Restate every record exactly, with nothing skipped.

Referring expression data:
[Start of section]
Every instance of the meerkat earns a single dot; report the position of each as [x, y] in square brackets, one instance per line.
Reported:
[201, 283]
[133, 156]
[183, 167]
[End of section]
REPLY:
Every instance of the meerkat earns a single dot; report the position of each as [x, y] in square brackets, one instance per line.
Reported:
[201, 283]
[133, 156]
[183, 167]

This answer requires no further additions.